Jigsaws and board games were still very popular and new games began to appear.  They were usually educational, like the New Parlour Spelling Game, a collection of letters with a slatted frame to slot them into, or word games like Word Taking and Word Making, where the players tried to make words from tiles chosen at random, a bit like Scrabble.  There were card games teaching spelling, history and geography.  Cards just as an amusement were, like dice, out of favour in well-run nurseries because of their association with gambling, which was raging out of control among well-off adults.

The Game of Human Life, a moral board game, c.1790
(branchcollective.org)
Building blocks were very popular, both the art historian Kenneth Clark, an Edwardian child, and the writer and architecture critic John Ruskin loved these:
'My bricks were made of a non-shiny, stone-like substance and included pediments, arches, columns, bases, trabeations and an endless variety of blocks.  It was possible to make quite large and elaborate buildings and learn a great deal about the laws of construction.  I took my buildings very seriously, preserving them for weeks on end, and demanded criticism from the unfortunate guests who were press-ganged into visiting my nursery.'
(Kenneth Clarke, Another part of the wood, 1974, p. 13)

There were scientific educational games such as The Young Naturalist, c.1860, based on the popular hobby of collecting cabinets of fossils, rocks, butterflies, shells.  After Benjamin Franklin observed that the mixing of the marks on the surface of children's spinning tops provided a lesson in optics  special toys which demonstrated the mixing of the colours of the spectrum were made.
The Zoetrope, or Wheel of Life depended on the spinning of a cylinder pierced with slits and lined with paper with figures in slightly different positions printed onto it.  When the cylinder was spun the figures blended into one and appeared to be moving.  The Phenakiscope, with figures painted onto a flat disc, worked on the same principle, and these ideas were later used in movie cartoons.
(Leslie Gordon, Peepshow into Paradise, A history of children's toys, 1953, chapter 21)
The Young Naturalist game
(BBC images)

PROBLEMS:
[A] From the passage on historical children's toys, reproduce word for word the part that opens with the words containing "Building blocks were" and closes with "1974, p. 13)".
[B] In the passage on historical children's toys, what popular hobby was The Young Naturalist game based on?

DATASET EXTRACT:
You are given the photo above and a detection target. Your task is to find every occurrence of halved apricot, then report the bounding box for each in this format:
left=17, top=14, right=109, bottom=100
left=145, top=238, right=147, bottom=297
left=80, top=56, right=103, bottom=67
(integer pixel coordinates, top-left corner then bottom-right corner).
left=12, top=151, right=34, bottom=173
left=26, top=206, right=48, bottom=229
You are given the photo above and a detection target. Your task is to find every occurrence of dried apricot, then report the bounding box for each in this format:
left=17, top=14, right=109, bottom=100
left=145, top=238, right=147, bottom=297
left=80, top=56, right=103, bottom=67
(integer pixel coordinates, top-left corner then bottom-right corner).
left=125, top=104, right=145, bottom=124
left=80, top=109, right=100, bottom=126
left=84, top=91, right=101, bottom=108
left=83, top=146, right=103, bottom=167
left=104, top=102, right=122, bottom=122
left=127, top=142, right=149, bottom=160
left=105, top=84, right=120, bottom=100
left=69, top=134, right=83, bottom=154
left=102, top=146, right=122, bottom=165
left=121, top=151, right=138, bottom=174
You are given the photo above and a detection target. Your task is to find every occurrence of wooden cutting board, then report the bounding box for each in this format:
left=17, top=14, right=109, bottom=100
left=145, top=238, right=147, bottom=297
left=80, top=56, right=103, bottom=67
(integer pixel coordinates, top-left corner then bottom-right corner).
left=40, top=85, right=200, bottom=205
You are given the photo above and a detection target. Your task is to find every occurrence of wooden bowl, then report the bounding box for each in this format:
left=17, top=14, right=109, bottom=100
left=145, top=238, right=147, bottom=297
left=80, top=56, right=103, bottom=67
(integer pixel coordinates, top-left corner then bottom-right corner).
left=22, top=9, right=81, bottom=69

RESPONSES FOR EACH TASK:
[A]
Building blocks were very popular, both the art historian Kenneth Clark, an Edwardian child, and the writer and architecture critic John Ruskin loved these:
'My bricks were made of a non-shiny, stone-like substance and included pediments, arches, columns, bases, trabeations and an endless variety of blocks.  It was possible to make quite large and elaborate buildings and learn a great deal about the laws of construction.  I took my buildings very seriously, preserving them for weeks on end, and demanded criticism from the unfortunate guests who were press-ganged into visiting my nursery.'
(Kenneth Clarke, Another part of the wood, 1974, p. 13)

[B] Collecting cabinets of fossils, rocks, butterflies and shells.